(Task directions) Copy out exactly the lines from the line containing "of the hairy" to the end of the listing.

>> Begin Supplied data

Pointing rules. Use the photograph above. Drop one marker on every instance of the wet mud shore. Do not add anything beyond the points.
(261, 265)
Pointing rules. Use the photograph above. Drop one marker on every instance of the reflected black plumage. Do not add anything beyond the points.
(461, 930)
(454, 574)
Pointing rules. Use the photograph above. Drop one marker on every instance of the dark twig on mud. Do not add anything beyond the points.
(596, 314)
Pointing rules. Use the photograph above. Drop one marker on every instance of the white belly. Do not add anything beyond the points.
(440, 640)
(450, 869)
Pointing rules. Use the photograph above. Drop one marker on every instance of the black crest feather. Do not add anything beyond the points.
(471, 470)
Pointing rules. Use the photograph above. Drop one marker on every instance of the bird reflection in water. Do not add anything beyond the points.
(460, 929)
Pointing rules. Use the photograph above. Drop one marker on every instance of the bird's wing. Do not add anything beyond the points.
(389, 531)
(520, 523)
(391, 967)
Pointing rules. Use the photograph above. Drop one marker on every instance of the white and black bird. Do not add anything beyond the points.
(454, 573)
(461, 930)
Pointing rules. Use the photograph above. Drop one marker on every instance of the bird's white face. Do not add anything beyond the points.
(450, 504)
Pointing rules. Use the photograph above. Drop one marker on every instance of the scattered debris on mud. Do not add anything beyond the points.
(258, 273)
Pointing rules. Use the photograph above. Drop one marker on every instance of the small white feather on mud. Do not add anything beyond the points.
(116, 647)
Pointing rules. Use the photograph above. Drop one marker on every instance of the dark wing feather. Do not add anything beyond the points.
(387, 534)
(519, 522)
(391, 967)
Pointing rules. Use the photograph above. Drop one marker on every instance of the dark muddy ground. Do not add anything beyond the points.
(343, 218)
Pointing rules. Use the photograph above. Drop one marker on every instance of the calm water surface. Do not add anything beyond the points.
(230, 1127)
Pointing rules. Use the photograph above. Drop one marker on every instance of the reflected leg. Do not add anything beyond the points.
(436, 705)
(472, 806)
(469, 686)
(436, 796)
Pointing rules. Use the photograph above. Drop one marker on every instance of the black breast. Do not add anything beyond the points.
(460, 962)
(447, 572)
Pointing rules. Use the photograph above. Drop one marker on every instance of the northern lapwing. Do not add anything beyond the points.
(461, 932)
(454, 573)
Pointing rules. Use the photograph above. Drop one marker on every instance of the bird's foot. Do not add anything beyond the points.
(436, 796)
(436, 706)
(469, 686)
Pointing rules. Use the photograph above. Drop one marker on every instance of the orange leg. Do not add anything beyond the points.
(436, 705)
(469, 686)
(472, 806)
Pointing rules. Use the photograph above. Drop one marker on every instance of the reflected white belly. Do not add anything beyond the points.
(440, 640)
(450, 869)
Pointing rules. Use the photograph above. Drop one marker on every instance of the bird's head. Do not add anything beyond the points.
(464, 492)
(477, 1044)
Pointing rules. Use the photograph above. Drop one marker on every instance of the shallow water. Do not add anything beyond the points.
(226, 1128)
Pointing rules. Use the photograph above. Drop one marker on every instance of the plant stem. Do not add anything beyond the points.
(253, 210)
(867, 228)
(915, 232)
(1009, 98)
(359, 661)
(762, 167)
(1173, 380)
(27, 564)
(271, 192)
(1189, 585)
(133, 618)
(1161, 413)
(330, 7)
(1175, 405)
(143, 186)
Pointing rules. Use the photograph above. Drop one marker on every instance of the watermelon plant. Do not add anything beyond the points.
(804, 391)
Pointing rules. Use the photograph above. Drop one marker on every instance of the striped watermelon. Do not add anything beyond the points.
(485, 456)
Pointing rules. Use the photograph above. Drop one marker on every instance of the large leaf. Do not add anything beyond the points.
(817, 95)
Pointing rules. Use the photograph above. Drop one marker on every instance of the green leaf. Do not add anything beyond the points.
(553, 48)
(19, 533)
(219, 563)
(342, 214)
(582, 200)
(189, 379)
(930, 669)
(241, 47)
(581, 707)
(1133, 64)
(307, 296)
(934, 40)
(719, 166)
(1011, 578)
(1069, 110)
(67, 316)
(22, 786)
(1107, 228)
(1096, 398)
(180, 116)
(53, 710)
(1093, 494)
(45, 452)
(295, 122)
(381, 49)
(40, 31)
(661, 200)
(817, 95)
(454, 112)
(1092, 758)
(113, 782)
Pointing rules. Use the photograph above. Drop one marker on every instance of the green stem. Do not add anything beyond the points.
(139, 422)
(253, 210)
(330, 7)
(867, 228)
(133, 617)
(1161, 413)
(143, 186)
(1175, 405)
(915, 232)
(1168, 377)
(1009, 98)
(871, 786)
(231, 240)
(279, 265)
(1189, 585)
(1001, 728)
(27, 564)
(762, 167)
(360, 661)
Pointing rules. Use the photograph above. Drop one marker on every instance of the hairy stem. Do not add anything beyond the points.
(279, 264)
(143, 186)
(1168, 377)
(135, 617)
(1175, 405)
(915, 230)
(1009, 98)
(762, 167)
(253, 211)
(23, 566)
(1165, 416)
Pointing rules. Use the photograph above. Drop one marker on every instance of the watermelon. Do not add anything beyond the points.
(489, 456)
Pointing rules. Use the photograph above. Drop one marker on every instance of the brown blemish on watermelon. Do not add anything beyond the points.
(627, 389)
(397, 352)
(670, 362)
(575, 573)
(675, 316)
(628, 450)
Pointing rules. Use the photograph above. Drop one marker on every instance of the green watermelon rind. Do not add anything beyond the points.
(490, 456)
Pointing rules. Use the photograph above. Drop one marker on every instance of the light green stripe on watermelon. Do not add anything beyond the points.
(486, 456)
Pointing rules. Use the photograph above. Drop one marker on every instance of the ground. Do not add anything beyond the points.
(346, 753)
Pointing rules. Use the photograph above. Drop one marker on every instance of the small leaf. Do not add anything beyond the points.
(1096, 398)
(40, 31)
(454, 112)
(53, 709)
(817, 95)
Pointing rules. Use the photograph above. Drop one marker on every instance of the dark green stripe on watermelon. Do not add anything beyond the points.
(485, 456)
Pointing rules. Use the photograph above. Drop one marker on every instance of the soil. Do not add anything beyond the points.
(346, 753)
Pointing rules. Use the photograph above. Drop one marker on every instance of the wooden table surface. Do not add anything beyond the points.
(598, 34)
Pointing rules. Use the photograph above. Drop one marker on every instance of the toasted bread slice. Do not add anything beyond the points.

>> End Supplied data

(Exercise answer)
Pointing rules. Use the photograph above. Drop one marker on every instance of the hairy stem. Do not add anything beyond the points.
(279, 264)
(143, 186)
(1168, 377)
(135, 617)
(1175, 405)
(915, 230)
(1009, 98)
(762, 167)
(253, 211)
(23, 566)
(1165, 416)
Pointing rules. Use the photograph above. Drop one marker on every instance of the watermelon. Do not add anything beyond the points.
(489, 456)
Pointing rules. Use the photograph above. Drop one marker on every instance of the brown blemish on watermelon. Do not add anything beyond the points.
(627, 389)
(397, 352)
(670, 362)
(575, 573)
(675, 316)
(628, 450)
Pointing rules. Use the photograph above. Drop one marker on every instance of the green watermelon rind. Do not add anything beyond the points.
(490, 456)
Pointing rules. Use the photograph above. Drop one marker on every instance of the light green stripe on watermelon. Do not add anything beyond the points.
(486, 456)
Pointing rules. Use the photograph above. Drop one marker on every instance of the ground. Do not add anything beyond the points.
(346, 753)
Pointing rules. Use the photograph above. Drop one marker on every instance of the small leaf. Do not add anything beyond the points.
(1096, 398)
(40, 31)
(454, 112)
(53, 709)
(817, 95)
Pointing rules. Use the photograph above. Drop one marker on every instance of the dark green stripe on watermelon. Do not add anything beyond the points.
(485, 456)
Pointing rules. Use the photograph above. Drop one marker on every instance of the soil. Do not add anything beyond the points.
(346, 753)
Pointing rules. Use the photograph above. Drop one marker on every instance of the wooden table surface. Do not add anything beyond the points.
(598, 34)
Pointing rules. Use the photograph above. Drop one marker on every instance of the toasted bread slice. Do not add anything beyond the points.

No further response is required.